◆ **WHAT YOU HAVE TO DO**
Extract every line of text from the data below, copying each one word for word and omitting the pictures.

+ + +

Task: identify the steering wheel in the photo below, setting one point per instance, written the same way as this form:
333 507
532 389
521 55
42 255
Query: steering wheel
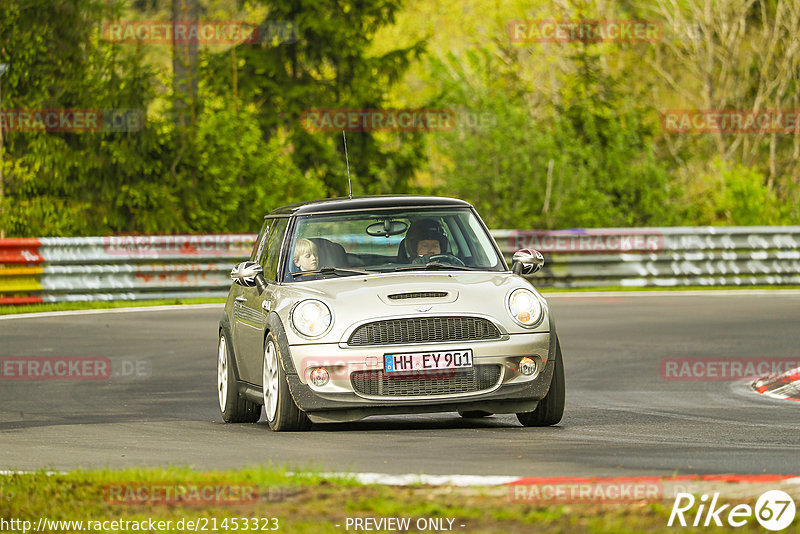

+ + +

◆ **RESPONSE BELOW**
Task: identify the steering wheel in the photo below, setting one point per instance, written the same way as this form:
333 507
532 389
521 55
42 255
Query: steering wheel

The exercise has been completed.